Set of tasks ▸
1 - In the case study on monitoring CNC machines, how many machining centers did the facility run?
2 - Rewrite the part of the CNC monitoring case study that begins at the words "The factory already" and stops after "machine or controller.", swapping "signal lights" for "warning lights".

[START OF Selected extract]

Background
A CNC manufacturing facility operating 12 machining centers had no objective record of how each machine spent its time. Downtime events, setting periods, error conditions, and idle states were visible only to personnel standing in front of the machine — and only at the moment they occurred. There was no historical log, no duration data, and no way to compare machine utilization across shifts or across the facility.
The factory already had Tower Lamps (signal lights) installed on each CNC machine, indicating running, setting, error, and off states through color signals. PT Phase Delta Control was engaged to capture these signals digitally and convert them into a structured, time-stamped monitoring system — without modifying any existing machine or controller.
System Requirement
Capture Tower Lamp signals (green/yellow/red/off) from 12 CNC machines in real time over the existing network
Record the duration and frequency of each machine state: Run-time, Setting-time, Down-time, Error-time, and Off-time
Allow configurable scheduled production times and planned downtime windows per machine, so unplanned events can be distinguished from planned ones
Generate graphical web-based reports accessible from the control room and management workstations
Implement without changes to existing CNC controllers or machine wiring
Project Implementation
Wireless I/O module — Tower Lamp signal acquisition per machine
Local Ethernet Network — Data transmission to monitoring server
Web-based monitoring platform — Real-time dashboard and historical reports
System Description

I/O modules were wired to the Tower Lamp terminals on each of the 12 CNC machines. The three-color lamp signals — green (running), yellow (setting/changeover), red (error/fault), and off — were read directly as digital inputs, converting a visual-only indicator into a continuous, time-stamped data stream transmitted over the Ethernet network to the monitoring server.

[END OF Selected extract]
[START OF Material]

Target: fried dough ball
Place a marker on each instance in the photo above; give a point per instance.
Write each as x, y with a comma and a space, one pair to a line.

[END OF Material]

Expected responses ▸
1 - 12

2 -
The factory already had Tower Lamps (warning lights) installed on each CNC machine, indicating running, setting, error, and off states through color signals. PT Phase Delta Control was engaged to capture these signals digitally and convert them into a structured, time-stamped monitoring system — without modifying any existing machine or controller.